Can you write out the lines below again, replacing each "one marker per instance" with "a marker for each instance" and leaving everything else unchanged?

◆ **Task inputs**
** START **

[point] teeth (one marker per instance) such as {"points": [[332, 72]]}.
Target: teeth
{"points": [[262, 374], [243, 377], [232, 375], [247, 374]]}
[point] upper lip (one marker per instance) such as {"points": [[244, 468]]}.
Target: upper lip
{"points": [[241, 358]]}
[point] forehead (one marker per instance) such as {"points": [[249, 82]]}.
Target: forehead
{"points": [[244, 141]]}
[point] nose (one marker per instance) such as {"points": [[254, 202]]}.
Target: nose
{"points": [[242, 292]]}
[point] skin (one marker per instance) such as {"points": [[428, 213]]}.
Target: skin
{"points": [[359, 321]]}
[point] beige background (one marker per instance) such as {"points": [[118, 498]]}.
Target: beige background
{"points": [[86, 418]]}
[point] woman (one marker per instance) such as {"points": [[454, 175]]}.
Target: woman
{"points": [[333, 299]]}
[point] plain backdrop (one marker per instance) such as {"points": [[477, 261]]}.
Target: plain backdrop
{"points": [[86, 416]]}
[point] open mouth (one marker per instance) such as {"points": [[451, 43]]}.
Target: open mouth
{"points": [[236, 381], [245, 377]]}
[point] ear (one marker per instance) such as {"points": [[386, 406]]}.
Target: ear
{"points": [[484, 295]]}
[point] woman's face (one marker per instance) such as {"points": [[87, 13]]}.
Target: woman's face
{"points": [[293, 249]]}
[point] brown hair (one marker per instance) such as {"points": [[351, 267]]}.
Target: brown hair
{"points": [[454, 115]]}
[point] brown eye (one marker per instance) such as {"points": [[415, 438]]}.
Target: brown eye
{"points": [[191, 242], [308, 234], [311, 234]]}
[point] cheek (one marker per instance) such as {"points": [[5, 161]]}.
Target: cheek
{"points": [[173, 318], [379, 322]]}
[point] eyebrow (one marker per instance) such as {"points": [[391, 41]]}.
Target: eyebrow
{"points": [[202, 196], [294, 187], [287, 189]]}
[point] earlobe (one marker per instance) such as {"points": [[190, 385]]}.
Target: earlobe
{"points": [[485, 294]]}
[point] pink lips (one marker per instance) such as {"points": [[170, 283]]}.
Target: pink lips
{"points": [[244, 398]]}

** END **

◆ **Answer to the task**
[point] teeth (a marker for each instance) such as {"points": [[332, 72]]}.
Target: teeth
{"points": [[262, 374], [243, 377], [232, 375], [247, 374]]}
[point] upper lip (a marker for each instance) such as {"points": [[244, 468]]}.
Target: upper lip
{"points": [[241, 358]]}
[point] forehead (a marker for each instance) such as {"points": [[249, 82]]}.
Target: forehead
{"points": [[244, 141]]}
[point] nose (a marker for each instance) such as {"points": [[254, 202]]}.
Target: nose
{"points": [[242, 292]]}
[point] skin (a marker for each instance) such as {"points": [[428, 213]]}.
Target: skin
{"points": [[359, 321]]}
[point] beige background (a marker for each instance) such as {"points": [[118, 498]]}.
Target: beige background
{"points": [[86, 418]]}
[point] woman (a marker for each instance) such as {"points": [[454, 175]]}.
Target: woman
{"points": [[333, 299]]}
[point] plain backdrop (a marker for each instance) such as {"points": [[477, 261]]}.
Target: plain backdrop
{"points": [[86, 416]]}
[point] open mouth (a marker for each instance) such as {"points": [[451, 43]]}.
Target: open mouth
{"points": [[236, 381], [245, 377]]}
[point] ear (a marker for each instance) such as {"points": [[386, 406]]}.
Target: ear
{"points": [[484, 295]]}
[point] woman's face (a marker for each instance) such as {"points": [[87, 13]]}.
Target: woman's face
{"points": [[293, 249]]}
[point] brown hair (a marker for each instance) such as {"points": [[351, 267]]}.
Target: brown hair
{"points": [[454, 115]]}
[point] brown eye (a marker for each instance) such as {"points": [[415, 438]]}.
Target: brown eye
{"points": [[191, 242], [308, 234], [311, 234]]}
[point] cheek (a marker for each instance) such as {"points": [[5, 161]]}.
Target: cheek
{"points": [[173, 318], [379, 322]]}
[point] eyebrow (a marker for each instance) such as {"points": [[391, 41]]}.
Target: eyebrow
{"points": [[202, 196], [294, 187], [287, 189]]}
[point] earlobe (a marker for each instance) such as {"points": [[190, 385]]}.
Target: earlobe
{"points": [[485, 294]]}
[point] pink lips (a marker for each instance) such as {"points": [[170, 283]]}.
Target: pink lips
{"points": [[244, 398]]}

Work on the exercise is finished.